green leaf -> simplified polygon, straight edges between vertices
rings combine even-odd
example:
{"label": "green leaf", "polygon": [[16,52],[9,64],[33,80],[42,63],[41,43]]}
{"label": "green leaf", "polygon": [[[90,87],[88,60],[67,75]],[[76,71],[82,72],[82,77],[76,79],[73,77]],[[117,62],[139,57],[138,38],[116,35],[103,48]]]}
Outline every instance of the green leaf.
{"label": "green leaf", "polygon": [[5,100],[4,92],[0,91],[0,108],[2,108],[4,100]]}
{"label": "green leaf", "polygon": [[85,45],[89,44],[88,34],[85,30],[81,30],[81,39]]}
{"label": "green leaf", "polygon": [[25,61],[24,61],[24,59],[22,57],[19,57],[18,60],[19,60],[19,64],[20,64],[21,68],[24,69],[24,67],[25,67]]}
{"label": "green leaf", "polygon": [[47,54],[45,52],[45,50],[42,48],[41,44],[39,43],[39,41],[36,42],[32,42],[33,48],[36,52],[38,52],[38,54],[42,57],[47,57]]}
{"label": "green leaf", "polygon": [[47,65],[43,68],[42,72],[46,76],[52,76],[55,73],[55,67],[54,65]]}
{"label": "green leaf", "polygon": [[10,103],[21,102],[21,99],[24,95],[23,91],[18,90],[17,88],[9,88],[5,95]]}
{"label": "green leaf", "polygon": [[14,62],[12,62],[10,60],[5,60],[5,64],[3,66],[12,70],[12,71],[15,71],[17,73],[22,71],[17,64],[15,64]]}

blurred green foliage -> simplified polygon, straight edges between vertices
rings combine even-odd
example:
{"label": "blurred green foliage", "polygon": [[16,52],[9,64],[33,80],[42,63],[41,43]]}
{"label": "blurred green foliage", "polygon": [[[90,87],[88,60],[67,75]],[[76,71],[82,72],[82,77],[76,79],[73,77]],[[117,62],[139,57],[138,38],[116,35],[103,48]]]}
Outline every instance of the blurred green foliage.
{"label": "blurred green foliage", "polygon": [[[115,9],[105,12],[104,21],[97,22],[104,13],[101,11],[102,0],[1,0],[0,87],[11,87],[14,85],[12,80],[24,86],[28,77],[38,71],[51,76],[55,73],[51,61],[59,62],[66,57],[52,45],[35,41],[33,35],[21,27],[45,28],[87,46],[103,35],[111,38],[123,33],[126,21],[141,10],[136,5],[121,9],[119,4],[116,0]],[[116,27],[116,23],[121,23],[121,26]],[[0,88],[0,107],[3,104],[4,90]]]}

**Exercise aim:**
Copy all of the lines above, character for character, with no changes.

**Task solution:**
green leaf -> simplified polygon, straight edges between vertices
rings combine even-odd
example:
{"label": "green leaf", "polygon": [[16,52],[9,64],[33,80],[42,63],[41,43]]}
{"label": "green leaf", "polygon": [[[90,87],[88,60],[67,75]],[[76,71],[82,72],[82,77],[76,79],[73,77]],[[117,62],[139,57],[138,38],[116,35],[103,48]]]}
Outline every instance of the green leaf.
{"label": "green leaf", "polygon": [[5,100],[4,92],[0,91],[0,108],[2,108],[4,100]]}
{"label": "green leaf", "polygon": [[85,45],[89,44],[88,34],[85,30],[81,30],[81,39]]}
{"label": "green leaf", "polygon": [[25,61],[24,61],[24,59],[22,57],[19,57],[18,60],[19,60],[19,64],[20,64],[21,68],[24,69],[24,67],[25,67]]}
{"label": "green leaf", "polygon": [[47,54],[45,52],[45,50],[42,48],[41,44],[39,43],[39,41],[36,42],[32,42],[33,48],[36,52],[38,52],[38,54],[42,57],[47,57]]}
{"label": "green leaf", "polygon": [[47,65],[43,68],[42,72],[46,76],[52,76],[55,73],[55,67],[54,65]]}
{"label": "green leaf", "polygon": [[10,103],[21,102],[21,99],[24,95],[23,91],[18,90],[17,88],[9,88],[5,95]]}
{"label": "green leaf", "polygon": [[14,62],[12,62],[10,60],[5,60],[5,64],[3,66],[12,70],[12,71],[15,71],[17,73],[22,71],[17,64],[15,64]]}

blurred green foliage -> simplified polygon, straight edges between vertices
rings combine even-odd
example:
{"label": "blurred green foliage", "polygon": [[16,52],[9,64],[33,80],[42,63],[41,43]]}
{"label": "blurred green foliage", "polygon": [[[90,87],[88,60],[67,75]],[[76,71],[82,72],[82,77],[76,79],[73,77]],[[117,62],[139,57],[138,38],[116,35],[103,48]]]}
Outline every instance of the blurred green foliage.
{"label": "blurred green foliage", "polygon": [[[115,9],[105,12],[104,21],[97,22],[104,13],[101,11],[102,0],[1,0],[0,87],[11,87],[14,85],[12,80],[24,86],[28,77],[38,71],[51,76],[55,73],[51,61],[59,62],[66,57],[52,45],[35,41],[33,35],[21,27],[45,28],[87,46],[103,35],[111,38],[123,33],[126,21],[141,10],[136,5],[121,9],[119,4],[116,0]],[[116,27],[116,23],[121,23],[121,26]],[[0,88],[0,107],[3,104],[4,90]]]}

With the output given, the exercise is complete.